= TEXTO FORNECIDO =

Ponto Final: Match Point
3.9 1,4K Assista AgoraO DIA EM QUE ROMPI COM WOODY ALLEN
Spoilers por todo o texto -- cuidado.
Muita coisa aconteceu entre o último filme do Woody Allen que eu vi e este: o caso, sim, aquele que os fãs não gostam e eu, que sou um fã, estou sugerindo, voltou a tona. O velho caso, nenhuma prova, nada. O que seria? Nada. Pois, hoje estava procurando alguns DVDs e me deparei com esse: um filme diferente do seu tradicional, uma surpresa em sua filmografia. Por que não tentar? Além do mais, é um sebo -- como eu poderia financiar um pedófilo--ops.
Play: Cinquenta minutos pra eu começar a me preocupar com qualquer personagem. Quase metade do filme. Digo, é lógico que eu me interessei por Nola, a personagem de Scarlett Johansson, mas basicamente porque o que importa no primeiro ato é exatamente você sentir atração pela figura que vai alterar toda a vida do protagonista Chris, um oportunista que só fica interessante quando, olhe só, começa definitivamente um caso com ela, ex-namorada do cunhado, o simpático Tom (Matthew Goode). Preso numa vida desinteressante desde o início com a irmã desse, Chloe (Emily Mortimer), uma bobinha, água com açúcar, não há outra saída, obvio. Entretanto, o que temos aqui está longe de ser como, vejamos, o caso de "Hannah and Her Sisters": lá você tem Michael Cane, um sujeito com que você realmente se importa, elegante e agradável, atraído pela cunhada -- quando sua esposa é Mia Farrow num papel doce e afetuoso. -Cane não é um oportunista, mas não hesita em nada ao investir em seu projeto de adultério e você se preocupa integralmente com as três figuras do círculo (e, depois de um certo ponto, com todos os envolvidos, com a família, com o ex-marido, com todos).

= TAREFAS A REALIZAR =
1 - Cite do texto o trecho que vai de "Ponto Final: Match" a "financiar um pedófilo--ops.".
2 - Segundo o texto, por que Nola, a personagem de Scarlett Johansson, desperta interesse no primeiro ato? Responda em uma a três frases.
Use somente o texto como fonte.

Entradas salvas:
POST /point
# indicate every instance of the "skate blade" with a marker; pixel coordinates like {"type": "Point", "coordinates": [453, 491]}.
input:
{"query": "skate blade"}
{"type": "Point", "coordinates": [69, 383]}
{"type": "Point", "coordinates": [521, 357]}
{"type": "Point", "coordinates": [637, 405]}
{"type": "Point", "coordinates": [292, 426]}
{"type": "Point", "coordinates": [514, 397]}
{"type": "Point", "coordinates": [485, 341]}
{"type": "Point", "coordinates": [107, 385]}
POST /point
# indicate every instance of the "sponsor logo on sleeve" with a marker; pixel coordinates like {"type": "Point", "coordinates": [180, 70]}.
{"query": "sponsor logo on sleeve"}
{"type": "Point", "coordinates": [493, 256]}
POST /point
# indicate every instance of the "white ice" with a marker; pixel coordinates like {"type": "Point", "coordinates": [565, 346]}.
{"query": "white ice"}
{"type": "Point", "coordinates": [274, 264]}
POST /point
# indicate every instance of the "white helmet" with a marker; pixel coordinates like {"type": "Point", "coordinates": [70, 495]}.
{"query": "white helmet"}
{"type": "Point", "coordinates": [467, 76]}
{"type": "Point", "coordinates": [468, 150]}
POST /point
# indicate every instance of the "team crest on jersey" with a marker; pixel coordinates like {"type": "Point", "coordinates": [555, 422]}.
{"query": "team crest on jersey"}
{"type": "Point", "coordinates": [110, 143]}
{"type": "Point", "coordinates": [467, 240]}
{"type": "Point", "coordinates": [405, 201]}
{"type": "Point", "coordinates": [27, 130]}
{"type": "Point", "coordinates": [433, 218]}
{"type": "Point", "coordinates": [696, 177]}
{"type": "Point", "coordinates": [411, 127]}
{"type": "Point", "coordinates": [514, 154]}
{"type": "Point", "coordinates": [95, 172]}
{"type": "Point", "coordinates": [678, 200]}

= RESULTADOS POR TAREFA =
1 -
Ponto Final: Match Point
3.9 1,4K Assista AgoraO DIA EM QUE ROMPI COM WOODY ALLEN
Spoilers por todo o texto -- cuidado.
Muita coisa aconteceu entre o último filme do Woody Allen que eu vi e este: o caso, sim, aquele que os fãs não gostam e eu, que sou um fã, estou sugerindo, voltou a tona. O velho caso, nenhuma prova, nada. O que seria? Nada. Pois, hoje estava procurando alguns DVDs e me deparei com esse: um filme diferente do seu tradicional, uma surpresa em sua filmografia. Por que não tentar? Além do mais, é um sebo -- como eu poderia financiar um pedófilo--ops.

2 - Porque, no primeiro ato, o que importa é justamente sentir atração pela figura que vai alterar toda a vida do protagonista, Chris.